> _Quoted text_

Only four other teaching presses exist, and all four of them are fairly recent
initiatives, without the infrastructure, institutional history, and integration that
are central to Ooligan Press. Bowen Street Press is part of the publishing master’s
program at Royal Melbourne Institute of Technology in Australia (established in
1988), which houses the oldest publishing program in Australia [
Weber and Mannion 2017]. Bowen Street Press is student-run, founded in 2016, and
publishes primarily anthologies, zines, and magazines. Lamplight Press is the only
student-run press as part of a publishing program in the UK, at Loughborough
University, but Lamplight Press is for undergraduate students, not graduate students.
Lamplight previously published 4 books a year, was self-distributed, and was founded
in 2013, but it hasn’t been since 2015 that anything has been published at the press,
presumably in part because the faculty member who founded and championed the press
moved to a position at another university. The third example of book publishing
teaching presses is New Rivers Press, based at Minnesota State University Moorhead.
This press is not integrated with a book publishing program; however, it is a
student-run publishing company, with distribution through Small Press Distribution, a
trade book distributor that does not have the national reach that large distributors
like Ingram do. The fourth example is Lookout Books, launched in 2011, a literary
book publishing press located within the Department of Creative Writing at University
of North Carolina Wilmington; students work in the press as part of coursework for a
BFA certificate in Publishing. Lookout Books is distributed by Consortium (owned by
Ingram). Of these four teaching presses, Lookout Books and Bowen Street Press are the
ones that come closest to the kind of teaching press experience and output that
Ooligan Press provides, but even that is a far cry from the national distribution,
varied output, integrated systems, and longevity that characterize Ooligan.
Book publishing programs assess student knowledge and prepare students for work in
the publishing industry through individual book projects. This often entails a
student taking a book through the various stages of the publication process (editing,
marketing, design) and finally culminating in a printed and bound (or digital)
product. This corresponds generally with a publishing program guiding and instructing
students through the various aspects, agents, and processes within the book
publishing workflow, value chain, or communications circuit [
Darnton 2007,
Squires and
Murray 2013]. Examples of programs that integrate final book projects
include Drexel University, Emerson College, New York University, University of
Stirling, University of Sydney, University of Central Lancashire, and Kingston
University. Other programs utilize the publication of a student-run journal as the
collaborative book project that culminates or at least contributes to the book
publishing master’s degree experience. Examples of such programs include National
University of Ireland Galway, Simon Fraser University, and University College
London.
However, neither of these culminating experiences (student-run journals or individual
student-produced book projects) replicate the chaos, uncertainty, and changing nature
of the industry. In other words, these hypothetical publishing scenarios and
individual projects offer a small window into what publishing is and what publishing
professionals do, but it’s only through a lab like Ooligan Press, with real time and
money constraints and a constant influx of new problems to solve, that students gain
and practice the problem solving, critical thinking, and reflection skills that are
necessary in book publishing.

> _The input_
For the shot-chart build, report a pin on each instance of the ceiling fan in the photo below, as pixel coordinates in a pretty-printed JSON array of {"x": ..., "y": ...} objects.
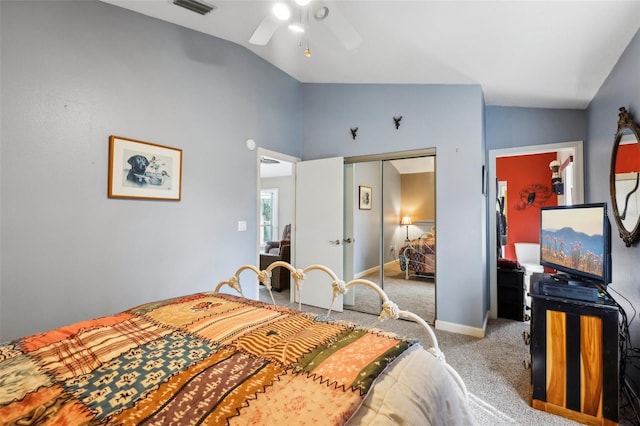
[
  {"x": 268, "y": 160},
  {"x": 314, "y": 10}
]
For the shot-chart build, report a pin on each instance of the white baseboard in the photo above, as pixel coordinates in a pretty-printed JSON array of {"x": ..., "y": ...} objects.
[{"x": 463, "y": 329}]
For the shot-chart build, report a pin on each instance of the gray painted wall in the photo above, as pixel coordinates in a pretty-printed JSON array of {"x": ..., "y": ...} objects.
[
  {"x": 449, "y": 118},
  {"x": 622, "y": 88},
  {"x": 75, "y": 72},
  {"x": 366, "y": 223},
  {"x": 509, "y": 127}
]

> _Exercise tasks_
[1] Reproduce everything in the records from the line that contains "of the white" down to the end of the records, including both of those lines.
[2] Carry on the passage about teaching presses and publishing programs from where it stops.
The passage on teaching presses and the records are separate, unrelated material.

> _Answers by task_
[1]
For the shot-chart build, report a pin on each instance of the white baseboard in the photo above, as pixel coordinates in a pretty-printed JSON array of {"x": ..., "y": ...} objects.
[{"x": 463, "y": 329}]
For the shot-chart build, report a pin on each instance of the gray painted wall in the photo above, as pixel coordinates in a pretty-printed JSON array of {"x": ..., "y": ...} objects.
[
  {"x": 449, "y": 118},
  {"x": 622, "y": 88},
  {"x": 75, "y": 72},
  {"x": 366, "y": 223},
  {"x": 509, "y": 127}
]

[2]
Materiality
Ooligan Press became a structured entity through a set of accidents and precarities:
backdoor founding by a non-tenure track English department faculty member; little
funding; grandfathered-in national distribution; and lab integration into the
curriculum only because there developed a one-credit gap between graduate class
credit hours (two classes = 8 credits) and the nine-credit minimum to qualify for
loans and financial aid. These contingencies made Ooligan Press possible to exist,
and shape its present-day characteristics. Such serendipity makes the press difficult
to replicate in a top-down DH lab model. A bottom-up approach rife with contingencies
led to Ooligan’s success.
It is the core belief at Ooligan Press that students own the press. Being a student
at Ooligan is to be responsible for the editorial direction of the press and the
success or failure of the books we publish. Founded in 2001 alongside the master’s in
publishing program at Portland State University, Ooligan Press is staffed by one
full-time non-tenure-track professor (the Publisher) and a rotating cohort of
approximately sixty students. The two other faculty in the program, Berens and
Noorda, advise the press.
Distribution services from Ingram Publishing Group give Ooligan’s books access to the
same retail outlets and opportunities as major publishers like Taunton Press, Indiana
University Press, and Granta Books. Without this access, Ooligan would be unable to
sell the books it produces beyond what personal outreach to retail outlets could net,
and would make its operations unsustainable. Through a connection with a community
advisor, who was also the publisher of a local company called Graphic Arts Books,
Ooligan found a new distributor through Graphic Arts. About a year after solidifying
this relationship, Graphic Arts was partially sold to Ingram Publisher Services and
Ooligan found itself lucky enough to be brought in under Graphic Arts’ wing.
This development turned out to be one of the best in Ooligan’s history: with the
guidance of IPS’s experienced sales reps and with the clout of the Ingram name behind
them, the books produced after this partnership quickly became more successful than
any of Ooligan’s previous titles. Without a personal connection between two
publishers, Ooligan would have struggled to convince such a large, nationally known
entity to take it on as a client. Producing only three or four titles a year,
Ooligan’s output would not be large enough to entice a major distributor. But
Ooligan’s placement with Graphic Arts, combined with its singularity in publishing
education, allows the relationship to be successful.
As the press operations have matured over time, so have the digital tools used on a
daily basis to improve communication, keep records, produce books, and maintain
history. Adoption of these tools has been, like most things at Ooligan, organic.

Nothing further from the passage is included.